▶ _INFORMATION_
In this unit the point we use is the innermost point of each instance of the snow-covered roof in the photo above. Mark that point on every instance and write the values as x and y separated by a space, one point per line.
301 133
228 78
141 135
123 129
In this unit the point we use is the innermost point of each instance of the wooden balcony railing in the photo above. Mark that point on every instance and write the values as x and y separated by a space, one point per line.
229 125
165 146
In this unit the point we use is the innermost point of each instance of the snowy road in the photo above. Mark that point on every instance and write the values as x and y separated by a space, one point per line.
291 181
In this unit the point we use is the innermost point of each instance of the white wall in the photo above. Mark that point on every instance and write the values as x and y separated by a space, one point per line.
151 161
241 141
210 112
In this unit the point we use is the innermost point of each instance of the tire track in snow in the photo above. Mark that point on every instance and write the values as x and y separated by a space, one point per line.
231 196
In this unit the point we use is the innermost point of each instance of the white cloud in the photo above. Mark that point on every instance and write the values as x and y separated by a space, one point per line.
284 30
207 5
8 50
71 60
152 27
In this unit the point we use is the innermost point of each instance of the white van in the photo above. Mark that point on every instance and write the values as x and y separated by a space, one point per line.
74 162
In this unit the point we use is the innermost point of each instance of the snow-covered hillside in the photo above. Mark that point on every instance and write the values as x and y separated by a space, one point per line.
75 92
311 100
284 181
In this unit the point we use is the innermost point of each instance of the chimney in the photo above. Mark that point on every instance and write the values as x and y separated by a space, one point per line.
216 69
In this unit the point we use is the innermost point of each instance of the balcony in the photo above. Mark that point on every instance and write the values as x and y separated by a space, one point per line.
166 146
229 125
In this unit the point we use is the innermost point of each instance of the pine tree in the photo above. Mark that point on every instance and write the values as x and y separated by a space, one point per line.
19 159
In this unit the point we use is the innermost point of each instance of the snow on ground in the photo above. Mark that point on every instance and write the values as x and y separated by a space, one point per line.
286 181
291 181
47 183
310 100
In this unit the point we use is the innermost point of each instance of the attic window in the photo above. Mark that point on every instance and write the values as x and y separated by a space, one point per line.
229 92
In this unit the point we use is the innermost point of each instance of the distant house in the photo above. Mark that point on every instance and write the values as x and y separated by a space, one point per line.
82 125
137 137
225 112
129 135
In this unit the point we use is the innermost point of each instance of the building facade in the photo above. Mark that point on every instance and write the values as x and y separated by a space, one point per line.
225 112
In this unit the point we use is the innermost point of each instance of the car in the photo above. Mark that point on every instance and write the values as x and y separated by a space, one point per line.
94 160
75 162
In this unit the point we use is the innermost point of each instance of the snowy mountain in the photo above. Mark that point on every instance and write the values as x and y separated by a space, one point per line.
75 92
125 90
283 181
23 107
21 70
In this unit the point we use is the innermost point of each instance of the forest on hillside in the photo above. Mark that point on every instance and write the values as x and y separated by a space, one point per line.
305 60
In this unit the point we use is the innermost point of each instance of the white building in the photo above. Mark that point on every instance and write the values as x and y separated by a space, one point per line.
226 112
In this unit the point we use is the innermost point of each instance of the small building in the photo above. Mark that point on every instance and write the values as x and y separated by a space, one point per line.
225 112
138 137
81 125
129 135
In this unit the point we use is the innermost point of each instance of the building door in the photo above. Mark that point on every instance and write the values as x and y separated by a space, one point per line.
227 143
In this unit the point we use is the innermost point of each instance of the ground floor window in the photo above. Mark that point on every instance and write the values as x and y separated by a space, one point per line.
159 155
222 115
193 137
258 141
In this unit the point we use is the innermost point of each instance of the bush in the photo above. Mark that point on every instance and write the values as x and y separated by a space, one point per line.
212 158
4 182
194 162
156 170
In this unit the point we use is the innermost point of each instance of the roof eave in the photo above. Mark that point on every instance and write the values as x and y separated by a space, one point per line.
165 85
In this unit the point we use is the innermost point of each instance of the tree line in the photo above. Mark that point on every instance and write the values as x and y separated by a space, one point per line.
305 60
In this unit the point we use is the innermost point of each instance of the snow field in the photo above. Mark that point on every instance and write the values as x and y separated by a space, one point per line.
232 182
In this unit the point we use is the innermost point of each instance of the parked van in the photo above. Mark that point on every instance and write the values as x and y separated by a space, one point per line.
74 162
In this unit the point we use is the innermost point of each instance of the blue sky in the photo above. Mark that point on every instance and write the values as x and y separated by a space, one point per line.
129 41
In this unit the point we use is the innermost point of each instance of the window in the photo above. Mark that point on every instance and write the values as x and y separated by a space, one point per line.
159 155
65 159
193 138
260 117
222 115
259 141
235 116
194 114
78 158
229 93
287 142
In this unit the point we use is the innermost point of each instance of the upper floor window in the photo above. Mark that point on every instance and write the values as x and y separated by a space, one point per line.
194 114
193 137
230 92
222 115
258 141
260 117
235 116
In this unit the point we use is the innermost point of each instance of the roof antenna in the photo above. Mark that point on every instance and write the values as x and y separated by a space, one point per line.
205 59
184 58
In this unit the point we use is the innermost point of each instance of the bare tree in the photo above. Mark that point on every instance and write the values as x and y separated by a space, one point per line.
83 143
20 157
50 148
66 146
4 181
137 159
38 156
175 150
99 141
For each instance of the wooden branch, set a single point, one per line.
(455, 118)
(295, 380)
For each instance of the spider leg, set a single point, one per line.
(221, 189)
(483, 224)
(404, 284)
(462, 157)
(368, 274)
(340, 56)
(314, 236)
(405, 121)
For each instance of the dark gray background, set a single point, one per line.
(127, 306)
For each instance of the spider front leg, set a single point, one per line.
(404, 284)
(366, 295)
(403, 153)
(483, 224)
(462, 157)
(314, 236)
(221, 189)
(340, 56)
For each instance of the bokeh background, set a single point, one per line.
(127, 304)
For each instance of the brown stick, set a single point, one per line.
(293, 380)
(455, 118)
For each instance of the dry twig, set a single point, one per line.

▶ _WHAT TO WORK ON_
Please repeat the line that contains "of the upper" and every line after it through the end of the material above, exactly and with nothing added.

▶ _SOLUTION FOR THIS TASK_
In this unit the point we use is the innermost point of each instance of the upper floor window in the photo above. Mark that point on every instance and write the values as x and y separated by a space, one point per line.
194 114
193 137
230 92
222 115
258 141
260 117
235 116
In this unit the point we use is the innermost point of each instance of the roof antenna in the photo above. Mark that point on every instance and write the values as x and y separated by a space, one point per line.
205 59
184 58
In this unit the point we use is the innermost point of each instance of the bare tree in the photo above. Mark that point on every instance and write the values as x and y separated by a space, one point per line.
83 143
20 157
50 148
66 146
4 181
137 159
38 156
175 150
99 141
For each instance of the wooden branch, set a single point, one per line.
(455, 118)
(295, 380)
For each instance of the spider leg, set a single point, one per line.
(221, 189)
(483, 224)
(404, 284)
(462, 157)
(368, 274)
(340, 56)
(314, 236)
(405, 121)
For each instance of the dark gray background, set a single point, one per line.
(127, 306)
For each instance of the spider front leg, set a single point, one per line.
(404, 284)
(366, 295)
(403, 153)
(483, 224)
(462, 157)
(314, 236)
(221, 189)
(340, 56)
For each instance of the bokeh background, set a single point, one per line.
(127, 304)
For each instance of the brown stick, set a single point, one per line.
(293, 380)
(455, 118)
For each instance of the dry twig, set a single point, one per line.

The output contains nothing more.